SOURCE INFORMATION:
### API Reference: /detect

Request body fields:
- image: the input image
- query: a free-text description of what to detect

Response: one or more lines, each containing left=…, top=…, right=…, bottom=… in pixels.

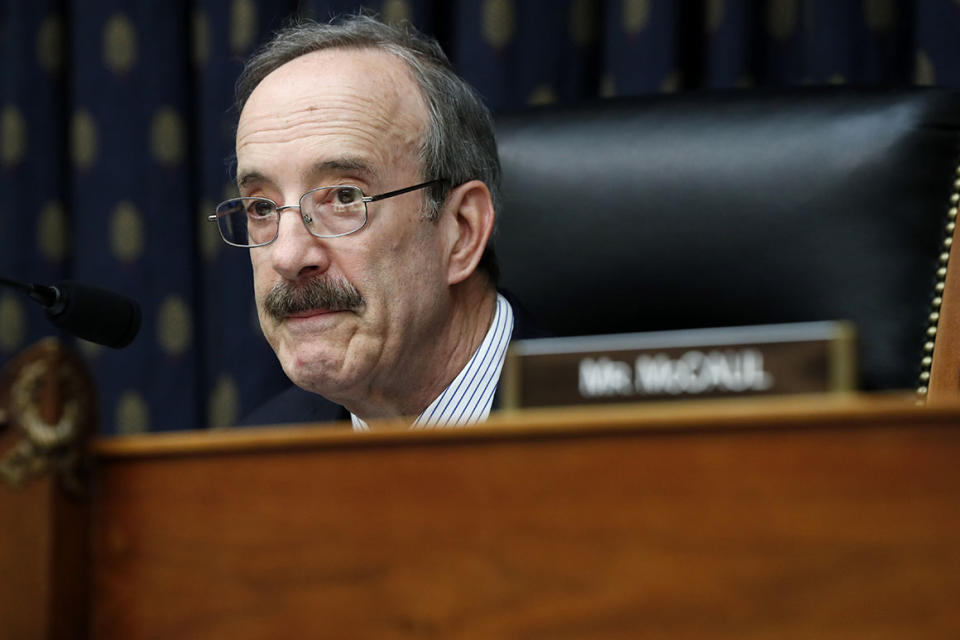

WHAT YOU ARE ASKED TO DO: Using the material above, return every line that holds the string "detect".

TASK RESPONSE:
### API Reference: /detect
- query: a free-text description of what to detect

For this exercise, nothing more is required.